Stated task> Swap "gray" for "silver" throughout the material below, and write it out again with everything else left the same.

------------------------------------

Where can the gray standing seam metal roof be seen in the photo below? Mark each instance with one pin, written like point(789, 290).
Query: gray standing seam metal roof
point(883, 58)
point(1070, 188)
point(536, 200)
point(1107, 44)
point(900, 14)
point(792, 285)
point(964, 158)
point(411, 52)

------------------------------------

Exercise response>
Where can the silver standing seam metal roof be seen in the photo below? Mark each instance with one pin, written like point(789, 290).
Query: silver standing seam metal roof
point(883, 58)
point(1070, 188)
point(536, 200)
point(1107, 44)
point(900, 14)
point(792, 285)
point(964, 158)
point(411, 52)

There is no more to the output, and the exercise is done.